**Trecho para leitura**
Batendo bola

Aldo Paes Barreto
Jornalista

Publicado em: 30/08/2024 03:00 Atualizado em: 29/08/2024 23:38

Diretor Regional da Rede Globo de Televisão no Nordeste, por mais de 20 anos e falecido este ano, Cléo Nicéas, líder por vocação, solidário por natureza, cidadão de bem, seria capaz de faltar a eventos de qualquer natureza, por mais importante que fossem, caso coincidisse com a pelada com os amigos às quartas-feiras.  

O respeitado clínico médico e professor universitário Oscar Coutinho Neto não chegaria a tanto. Ser médico é diferente. A exigência profissional é absoluta. Mas sempre reservou as tardes dos sábados ou as noites das quintas-feiras para participar da pelada com amigos e familiares. O bate-bola já está na terceira geração reunindo filhos, netos, sobrinhos e continua formando craques na arte de viver e de servir como paradigma na construção de um mundo saudável.

Neste agosto, esses médicos atingiram marca inigualável: 60 anos jogando juntos, mais de meio século de peladas, transformando a diversão em ensinamentos, cuidando do corpo, da saúde e da torcida presente. Vitoriosos profissionais, exemplares chefes de família, não esqueciam os momentos para o lazer. Infância vivida em casas com amplo quintal ou terrenos livres de chão batido sedimentava a união. Nos quintais arborizados, craques com os irmãos Victor - Edson, Edgard, Edmar -; Oscar Coutinho, Sílvio Cavalcanti, Jairo Prazeres,  Ciro Andrade Lima, Rostand Paraíso, Zildo e Gílson Paes Barreto tinham que driblar mangueiras, sapotizeiros e ultrapassar os problemas do dia a dia. Sempre conseguiram.

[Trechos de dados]
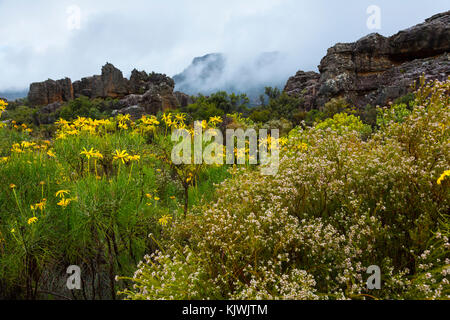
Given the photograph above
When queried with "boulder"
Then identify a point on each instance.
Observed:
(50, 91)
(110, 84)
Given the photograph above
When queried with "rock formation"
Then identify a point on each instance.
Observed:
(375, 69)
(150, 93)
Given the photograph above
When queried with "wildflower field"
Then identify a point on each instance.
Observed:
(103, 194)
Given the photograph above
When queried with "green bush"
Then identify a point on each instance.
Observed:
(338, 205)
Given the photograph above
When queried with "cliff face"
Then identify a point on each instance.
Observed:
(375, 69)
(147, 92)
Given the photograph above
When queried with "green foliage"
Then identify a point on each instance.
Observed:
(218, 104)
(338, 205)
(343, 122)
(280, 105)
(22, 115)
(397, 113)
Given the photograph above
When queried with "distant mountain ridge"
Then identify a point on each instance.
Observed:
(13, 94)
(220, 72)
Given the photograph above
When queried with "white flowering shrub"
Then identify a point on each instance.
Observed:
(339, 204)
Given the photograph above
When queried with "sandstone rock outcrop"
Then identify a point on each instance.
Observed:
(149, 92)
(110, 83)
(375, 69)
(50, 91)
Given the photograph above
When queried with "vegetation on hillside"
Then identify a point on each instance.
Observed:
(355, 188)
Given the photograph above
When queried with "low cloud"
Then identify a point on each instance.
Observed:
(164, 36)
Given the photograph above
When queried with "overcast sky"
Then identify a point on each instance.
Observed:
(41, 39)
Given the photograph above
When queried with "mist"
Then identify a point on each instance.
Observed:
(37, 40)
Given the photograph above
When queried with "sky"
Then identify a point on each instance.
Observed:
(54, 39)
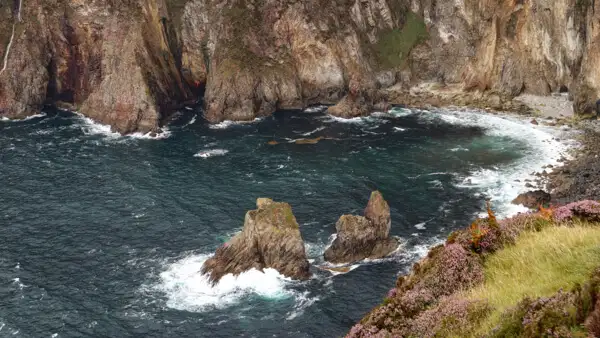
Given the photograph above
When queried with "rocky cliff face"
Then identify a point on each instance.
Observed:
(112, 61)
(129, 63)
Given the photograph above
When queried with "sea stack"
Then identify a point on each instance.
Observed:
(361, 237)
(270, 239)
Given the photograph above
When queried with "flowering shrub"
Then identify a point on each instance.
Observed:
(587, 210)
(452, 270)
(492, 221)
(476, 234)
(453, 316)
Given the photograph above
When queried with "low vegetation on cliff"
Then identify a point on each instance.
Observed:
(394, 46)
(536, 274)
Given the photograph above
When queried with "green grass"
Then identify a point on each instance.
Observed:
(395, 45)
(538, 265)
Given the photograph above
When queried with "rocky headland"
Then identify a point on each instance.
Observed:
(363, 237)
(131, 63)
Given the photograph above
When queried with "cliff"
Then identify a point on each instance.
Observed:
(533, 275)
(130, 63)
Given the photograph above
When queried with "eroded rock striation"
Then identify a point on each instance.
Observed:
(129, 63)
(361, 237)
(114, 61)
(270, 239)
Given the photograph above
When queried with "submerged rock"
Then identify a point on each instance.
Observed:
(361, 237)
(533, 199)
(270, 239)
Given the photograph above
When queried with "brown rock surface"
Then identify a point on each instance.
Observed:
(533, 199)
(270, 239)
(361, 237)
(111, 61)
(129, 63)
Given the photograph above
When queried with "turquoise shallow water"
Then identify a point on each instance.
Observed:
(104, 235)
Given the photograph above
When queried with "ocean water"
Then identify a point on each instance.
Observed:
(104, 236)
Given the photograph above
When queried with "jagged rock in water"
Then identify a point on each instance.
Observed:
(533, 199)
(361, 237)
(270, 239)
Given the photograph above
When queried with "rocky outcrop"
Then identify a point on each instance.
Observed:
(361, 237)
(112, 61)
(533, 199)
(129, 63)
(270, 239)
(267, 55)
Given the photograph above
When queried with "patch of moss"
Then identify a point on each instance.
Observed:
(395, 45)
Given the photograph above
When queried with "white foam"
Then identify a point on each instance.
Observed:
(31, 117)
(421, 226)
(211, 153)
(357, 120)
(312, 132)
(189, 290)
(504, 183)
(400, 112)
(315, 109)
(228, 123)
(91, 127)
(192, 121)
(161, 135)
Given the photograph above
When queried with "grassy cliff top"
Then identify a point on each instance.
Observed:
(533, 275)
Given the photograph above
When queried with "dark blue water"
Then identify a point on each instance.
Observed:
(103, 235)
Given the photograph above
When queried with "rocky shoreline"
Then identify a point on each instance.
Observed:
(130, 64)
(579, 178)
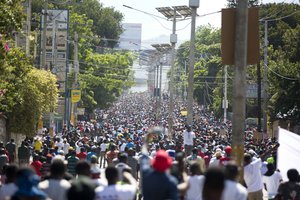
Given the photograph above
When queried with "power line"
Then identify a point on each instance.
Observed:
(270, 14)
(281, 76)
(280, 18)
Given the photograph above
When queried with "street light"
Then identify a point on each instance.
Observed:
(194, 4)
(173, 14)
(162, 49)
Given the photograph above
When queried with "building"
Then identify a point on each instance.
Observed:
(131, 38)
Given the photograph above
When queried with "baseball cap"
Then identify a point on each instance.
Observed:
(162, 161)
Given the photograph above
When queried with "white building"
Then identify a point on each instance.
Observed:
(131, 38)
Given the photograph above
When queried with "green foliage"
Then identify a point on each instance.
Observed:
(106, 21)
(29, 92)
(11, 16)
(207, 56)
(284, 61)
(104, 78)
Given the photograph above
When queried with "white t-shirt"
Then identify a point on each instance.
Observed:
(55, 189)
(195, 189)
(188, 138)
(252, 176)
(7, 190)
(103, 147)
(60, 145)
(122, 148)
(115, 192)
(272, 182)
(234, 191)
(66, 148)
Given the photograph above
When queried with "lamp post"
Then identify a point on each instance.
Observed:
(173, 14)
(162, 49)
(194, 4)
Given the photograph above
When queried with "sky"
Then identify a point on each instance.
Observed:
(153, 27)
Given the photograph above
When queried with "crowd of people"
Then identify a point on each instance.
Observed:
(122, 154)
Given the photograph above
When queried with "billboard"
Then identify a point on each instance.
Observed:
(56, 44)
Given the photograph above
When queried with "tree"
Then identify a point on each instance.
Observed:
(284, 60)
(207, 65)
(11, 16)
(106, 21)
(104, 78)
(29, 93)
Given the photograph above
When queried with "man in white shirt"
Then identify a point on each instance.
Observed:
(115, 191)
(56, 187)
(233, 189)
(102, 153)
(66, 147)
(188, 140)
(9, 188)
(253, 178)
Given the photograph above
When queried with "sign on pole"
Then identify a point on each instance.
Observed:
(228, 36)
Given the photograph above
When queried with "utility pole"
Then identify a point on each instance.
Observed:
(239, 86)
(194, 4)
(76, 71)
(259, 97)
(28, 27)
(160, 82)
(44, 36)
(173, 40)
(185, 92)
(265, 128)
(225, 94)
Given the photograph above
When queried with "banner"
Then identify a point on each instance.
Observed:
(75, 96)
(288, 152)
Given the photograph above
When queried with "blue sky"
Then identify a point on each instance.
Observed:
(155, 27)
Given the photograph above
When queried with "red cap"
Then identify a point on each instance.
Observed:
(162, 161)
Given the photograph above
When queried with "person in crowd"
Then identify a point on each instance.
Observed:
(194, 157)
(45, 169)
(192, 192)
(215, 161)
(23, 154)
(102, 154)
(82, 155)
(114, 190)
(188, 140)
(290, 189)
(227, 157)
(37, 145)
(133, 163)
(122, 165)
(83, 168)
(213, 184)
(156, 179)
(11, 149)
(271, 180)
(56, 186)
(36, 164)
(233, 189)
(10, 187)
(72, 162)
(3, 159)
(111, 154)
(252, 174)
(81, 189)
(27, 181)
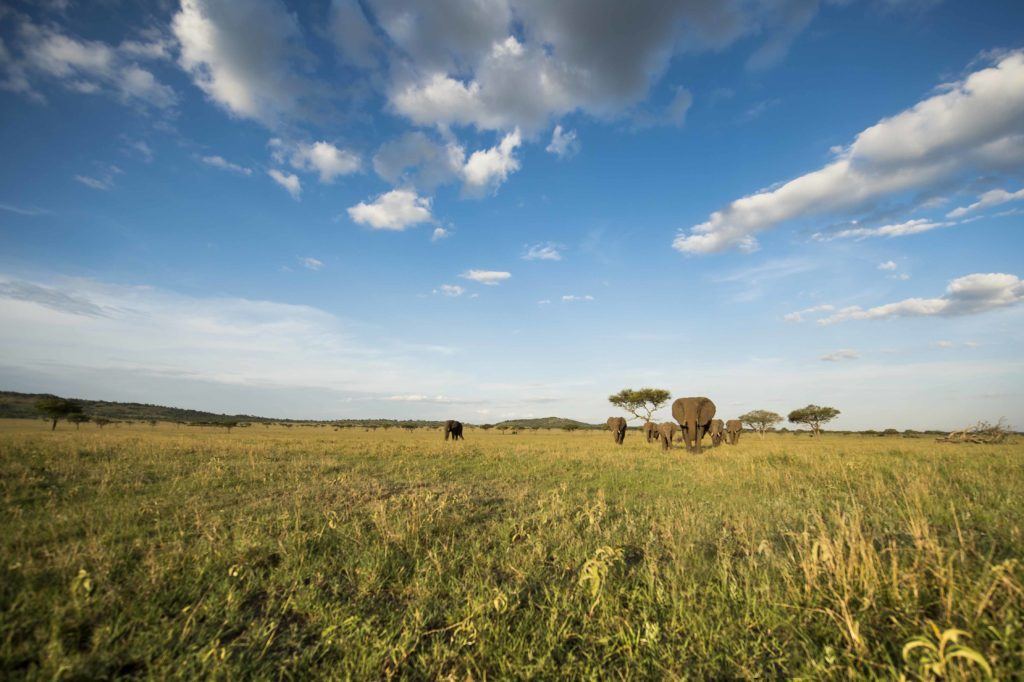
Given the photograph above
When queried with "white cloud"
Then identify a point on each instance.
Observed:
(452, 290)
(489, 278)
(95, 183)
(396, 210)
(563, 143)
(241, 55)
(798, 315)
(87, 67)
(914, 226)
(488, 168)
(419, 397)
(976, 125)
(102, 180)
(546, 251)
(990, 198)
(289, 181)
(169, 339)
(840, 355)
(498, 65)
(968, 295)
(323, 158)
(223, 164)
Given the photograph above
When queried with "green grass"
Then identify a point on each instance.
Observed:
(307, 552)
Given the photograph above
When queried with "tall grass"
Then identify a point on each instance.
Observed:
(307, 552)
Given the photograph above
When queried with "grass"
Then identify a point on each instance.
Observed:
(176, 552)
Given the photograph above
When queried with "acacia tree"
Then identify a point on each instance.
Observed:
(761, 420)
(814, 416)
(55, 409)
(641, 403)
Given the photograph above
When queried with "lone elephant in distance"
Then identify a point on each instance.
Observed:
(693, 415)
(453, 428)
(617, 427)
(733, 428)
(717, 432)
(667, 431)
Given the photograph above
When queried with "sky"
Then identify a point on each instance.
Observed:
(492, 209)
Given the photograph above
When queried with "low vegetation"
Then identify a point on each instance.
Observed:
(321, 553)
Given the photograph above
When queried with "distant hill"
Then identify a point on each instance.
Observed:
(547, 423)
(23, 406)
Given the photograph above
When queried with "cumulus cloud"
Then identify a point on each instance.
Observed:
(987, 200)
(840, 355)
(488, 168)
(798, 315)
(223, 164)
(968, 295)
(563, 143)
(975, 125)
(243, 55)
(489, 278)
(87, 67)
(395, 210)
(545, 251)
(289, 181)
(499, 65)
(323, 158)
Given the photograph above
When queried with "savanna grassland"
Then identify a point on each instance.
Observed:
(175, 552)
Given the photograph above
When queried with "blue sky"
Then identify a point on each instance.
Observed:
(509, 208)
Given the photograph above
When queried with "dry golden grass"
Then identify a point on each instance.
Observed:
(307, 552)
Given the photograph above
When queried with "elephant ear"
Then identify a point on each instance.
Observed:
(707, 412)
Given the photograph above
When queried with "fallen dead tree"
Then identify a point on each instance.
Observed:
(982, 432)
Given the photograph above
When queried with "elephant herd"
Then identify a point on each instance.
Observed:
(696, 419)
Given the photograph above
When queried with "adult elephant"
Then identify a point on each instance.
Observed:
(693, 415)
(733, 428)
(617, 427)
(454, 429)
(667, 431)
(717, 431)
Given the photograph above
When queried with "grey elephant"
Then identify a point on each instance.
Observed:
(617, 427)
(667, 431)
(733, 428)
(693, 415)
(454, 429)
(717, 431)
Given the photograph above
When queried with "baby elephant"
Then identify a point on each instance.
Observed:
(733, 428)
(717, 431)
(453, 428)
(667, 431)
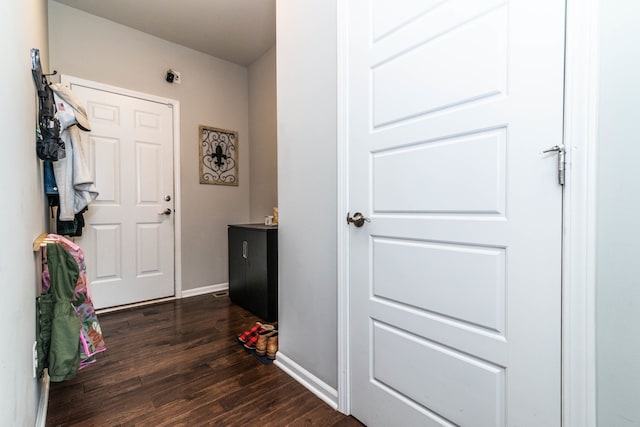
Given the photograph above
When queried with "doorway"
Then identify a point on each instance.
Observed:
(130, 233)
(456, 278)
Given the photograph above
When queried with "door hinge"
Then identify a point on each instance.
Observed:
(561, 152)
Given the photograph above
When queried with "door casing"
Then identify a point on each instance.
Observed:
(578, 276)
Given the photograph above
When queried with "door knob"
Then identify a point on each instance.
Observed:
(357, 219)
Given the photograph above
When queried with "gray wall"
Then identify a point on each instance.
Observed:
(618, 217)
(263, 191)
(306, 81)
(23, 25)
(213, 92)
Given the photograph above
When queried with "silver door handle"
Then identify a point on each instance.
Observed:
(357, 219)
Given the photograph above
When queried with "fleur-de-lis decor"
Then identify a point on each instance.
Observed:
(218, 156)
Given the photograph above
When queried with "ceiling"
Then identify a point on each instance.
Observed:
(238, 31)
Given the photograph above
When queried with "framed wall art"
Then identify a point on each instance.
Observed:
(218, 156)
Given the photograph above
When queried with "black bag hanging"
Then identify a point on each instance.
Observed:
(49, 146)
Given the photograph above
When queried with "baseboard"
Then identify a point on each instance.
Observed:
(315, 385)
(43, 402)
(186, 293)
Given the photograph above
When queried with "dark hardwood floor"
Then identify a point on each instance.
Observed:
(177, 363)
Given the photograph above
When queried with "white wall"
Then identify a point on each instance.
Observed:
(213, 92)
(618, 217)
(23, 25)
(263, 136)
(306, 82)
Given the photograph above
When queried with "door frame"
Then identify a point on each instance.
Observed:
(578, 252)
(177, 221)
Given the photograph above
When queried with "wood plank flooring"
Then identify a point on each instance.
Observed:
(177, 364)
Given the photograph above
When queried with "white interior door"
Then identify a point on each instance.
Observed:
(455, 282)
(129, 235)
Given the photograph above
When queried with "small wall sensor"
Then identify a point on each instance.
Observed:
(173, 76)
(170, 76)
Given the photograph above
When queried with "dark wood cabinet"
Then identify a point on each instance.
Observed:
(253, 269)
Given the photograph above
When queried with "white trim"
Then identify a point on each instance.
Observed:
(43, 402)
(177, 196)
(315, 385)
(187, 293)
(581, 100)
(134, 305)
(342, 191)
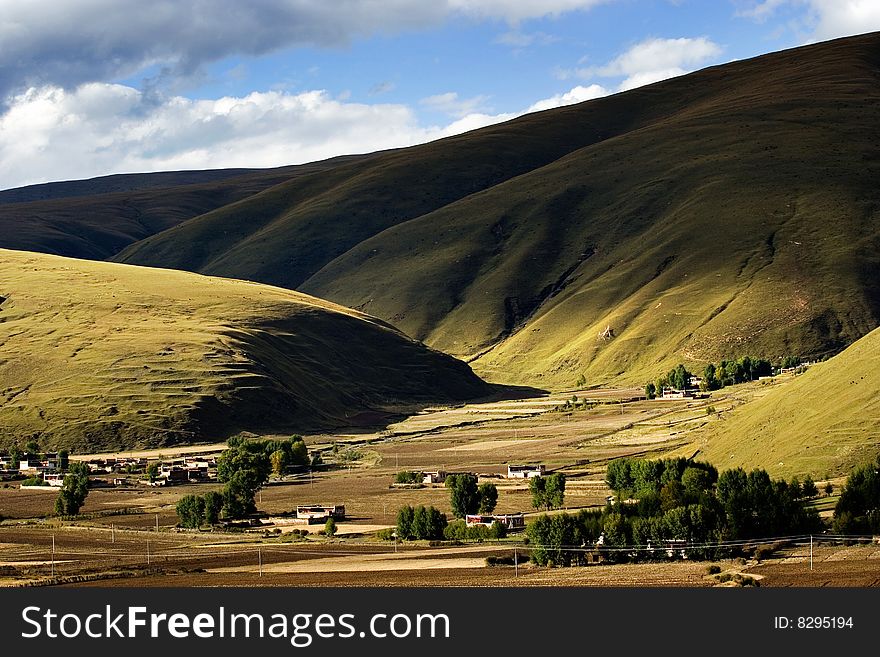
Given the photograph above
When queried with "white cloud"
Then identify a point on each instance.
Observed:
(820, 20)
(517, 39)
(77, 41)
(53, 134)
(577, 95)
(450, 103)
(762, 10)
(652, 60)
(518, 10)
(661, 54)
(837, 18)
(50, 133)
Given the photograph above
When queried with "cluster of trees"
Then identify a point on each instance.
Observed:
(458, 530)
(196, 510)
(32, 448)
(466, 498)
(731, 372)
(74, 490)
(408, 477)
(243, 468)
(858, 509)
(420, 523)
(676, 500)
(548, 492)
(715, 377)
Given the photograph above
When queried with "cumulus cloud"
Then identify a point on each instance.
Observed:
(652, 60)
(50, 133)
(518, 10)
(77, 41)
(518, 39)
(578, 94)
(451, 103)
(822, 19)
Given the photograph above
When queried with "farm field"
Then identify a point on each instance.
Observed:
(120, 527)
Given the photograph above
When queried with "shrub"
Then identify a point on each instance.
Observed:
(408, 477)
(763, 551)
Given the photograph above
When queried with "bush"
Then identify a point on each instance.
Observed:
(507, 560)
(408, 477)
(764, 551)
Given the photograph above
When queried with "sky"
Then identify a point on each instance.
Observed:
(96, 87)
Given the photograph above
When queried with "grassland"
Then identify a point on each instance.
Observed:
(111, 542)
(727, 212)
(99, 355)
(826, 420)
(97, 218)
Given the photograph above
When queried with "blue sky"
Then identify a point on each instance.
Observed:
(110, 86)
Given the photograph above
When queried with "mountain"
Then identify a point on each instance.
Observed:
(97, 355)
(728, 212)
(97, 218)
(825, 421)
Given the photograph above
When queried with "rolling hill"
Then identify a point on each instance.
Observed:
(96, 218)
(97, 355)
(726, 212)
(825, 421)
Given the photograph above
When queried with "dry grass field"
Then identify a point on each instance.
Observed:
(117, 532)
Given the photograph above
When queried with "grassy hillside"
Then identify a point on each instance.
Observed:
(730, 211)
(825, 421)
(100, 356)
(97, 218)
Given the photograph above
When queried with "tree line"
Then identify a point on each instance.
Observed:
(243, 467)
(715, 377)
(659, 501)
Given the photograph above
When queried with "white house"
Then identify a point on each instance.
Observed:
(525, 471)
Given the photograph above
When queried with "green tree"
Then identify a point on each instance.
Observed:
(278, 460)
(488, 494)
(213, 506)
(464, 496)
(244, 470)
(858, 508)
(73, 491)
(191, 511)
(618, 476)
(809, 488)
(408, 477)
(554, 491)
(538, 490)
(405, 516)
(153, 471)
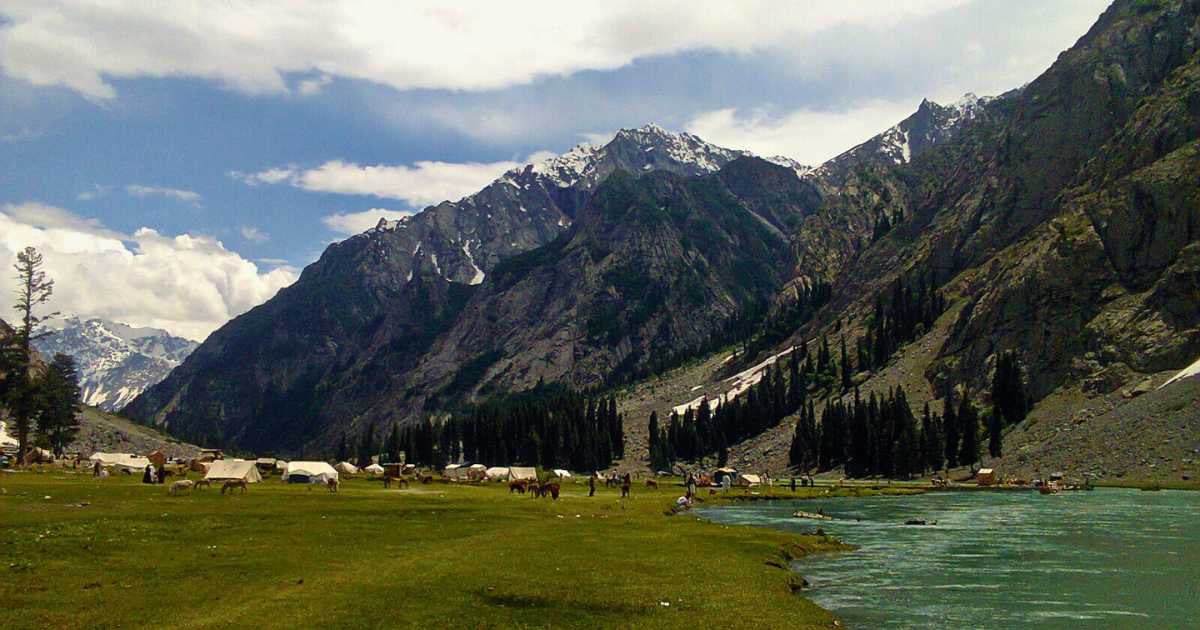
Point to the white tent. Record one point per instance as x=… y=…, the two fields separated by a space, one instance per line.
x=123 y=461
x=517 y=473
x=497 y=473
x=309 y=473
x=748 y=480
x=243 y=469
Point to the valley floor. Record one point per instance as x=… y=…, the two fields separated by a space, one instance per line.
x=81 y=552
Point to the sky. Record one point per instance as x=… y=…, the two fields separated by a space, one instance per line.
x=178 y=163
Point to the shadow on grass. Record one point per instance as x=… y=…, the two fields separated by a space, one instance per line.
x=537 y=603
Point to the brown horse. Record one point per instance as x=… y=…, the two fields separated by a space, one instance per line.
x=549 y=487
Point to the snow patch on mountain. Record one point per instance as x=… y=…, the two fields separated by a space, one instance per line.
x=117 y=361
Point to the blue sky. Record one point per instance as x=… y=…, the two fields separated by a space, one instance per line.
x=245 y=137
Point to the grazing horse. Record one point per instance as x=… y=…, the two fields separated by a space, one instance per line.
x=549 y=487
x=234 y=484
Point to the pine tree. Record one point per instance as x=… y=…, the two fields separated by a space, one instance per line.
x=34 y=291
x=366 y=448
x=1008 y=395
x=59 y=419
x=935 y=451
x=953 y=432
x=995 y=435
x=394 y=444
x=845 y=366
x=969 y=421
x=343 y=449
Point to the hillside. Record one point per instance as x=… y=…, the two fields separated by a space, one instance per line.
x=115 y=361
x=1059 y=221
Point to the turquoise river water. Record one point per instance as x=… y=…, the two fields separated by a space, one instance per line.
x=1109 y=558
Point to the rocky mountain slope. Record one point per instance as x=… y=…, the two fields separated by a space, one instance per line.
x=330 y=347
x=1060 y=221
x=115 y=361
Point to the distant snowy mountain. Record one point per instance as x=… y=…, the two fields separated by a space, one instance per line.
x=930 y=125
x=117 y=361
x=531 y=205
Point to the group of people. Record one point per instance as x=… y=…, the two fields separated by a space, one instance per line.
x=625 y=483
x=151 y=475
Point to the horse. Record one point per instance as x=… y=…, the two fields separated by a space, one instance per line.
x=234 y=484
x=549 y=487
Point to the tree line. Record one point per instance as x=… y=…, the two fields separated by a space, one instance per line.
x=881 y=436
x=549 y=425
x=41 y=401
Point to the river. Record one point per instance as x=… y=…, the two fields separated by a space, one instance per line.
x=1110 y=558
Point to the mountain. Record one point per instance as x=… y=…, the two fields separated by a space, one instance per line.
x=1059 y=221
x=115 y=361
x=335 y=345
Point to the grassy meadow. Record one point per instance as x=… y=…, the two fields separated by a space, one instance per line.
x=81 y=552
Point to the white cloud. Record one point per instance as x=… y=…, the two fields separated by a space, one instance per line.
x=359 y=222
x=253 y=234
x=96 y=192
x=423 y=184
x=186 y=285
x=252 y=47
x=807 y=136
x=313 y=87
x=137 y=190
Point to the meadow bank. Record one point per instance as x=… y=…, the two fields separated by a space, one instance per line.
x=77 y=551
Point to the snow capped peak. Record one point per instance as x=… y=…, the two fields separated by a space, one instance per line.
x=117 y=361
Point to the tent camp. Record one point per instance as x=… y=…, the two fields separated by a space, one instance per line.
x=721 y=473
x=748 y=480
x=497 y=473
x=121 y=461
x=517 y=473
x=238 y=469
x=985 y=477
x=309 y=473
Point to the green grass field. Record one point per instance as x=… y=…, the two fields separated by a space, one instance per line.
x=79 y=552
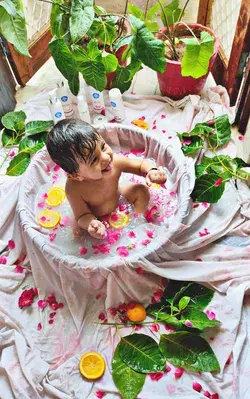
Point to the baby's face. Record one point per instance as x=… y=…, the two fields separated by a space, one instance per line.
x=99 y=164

**Verifique sua compreensão**
1. De acordo com o texto sobre as peladas, por quanto tempo Cléo Nicéas foi Diretor Regional da Rede Globo de Televisão no Nordeste?
2. Reescreva em forma de lista o parágrafo do texto sobre as peladas que começa com "O respeitado clínico médico", mantendo seus fatos principais.
3. Dê seguimento ao texto sobre as peladas a partir da última frase apresentada.

**Respostas às tarefas**
1. Por mais de 20 anos.

2.
- Oscar Coutinho Neto é clínico médico e professor universitário respeitado.
- A exigência da profissão médica é absoluta, e por isso ele não chegaria a faltar a compromissos por causa da pelada.
- Ainda assim, sempre reservou as tardes de sábado ou as noites de quinta-feira para jogar com amigos e familiares.
- O bate-bola já está na terceira geração e reúne filhos, netos e sobrinhos.
- Segue formando craques na arte de viver e servindo de modelo para a construção de um mundo saudável.

3.
A maioria concluiu o curso médico em meados dos anos 1960, quando alunos - Ney Cavalcanti, Chicão Trindade, Victorino Spinelli, Fred Wanderley, depois destacados médicos, professores de amplos méritos, formadores de novas gerações,  descobriram que a dedicação ao futebol vinha logo após aos compromissos com a Medicina.  

No início dos anos 1970, Oscar Coutinho e Victorino Spinelli criaram a residência e a clínica médica no Hospital Barão de Lucena. Viviam por lá. Como o antigo hospital tem vasto terreno, convenceram a direção a ceder parte da área para o campinho de futebol. Limparam o terreno, conseguiram iluminar o campo e a pelada passou para as noites das quintas-feiras. Eram oito contra oito, escolhidos no par ou ímpar. Primeiro no Barão, depois em sítios ou granjas, o bate-bola foi se eternizando. Mais da metade dos que começaram já morreram e dos que iniciaram, restam três com idades entre 84 e 85 anos. Todos em plena forma física e técnica.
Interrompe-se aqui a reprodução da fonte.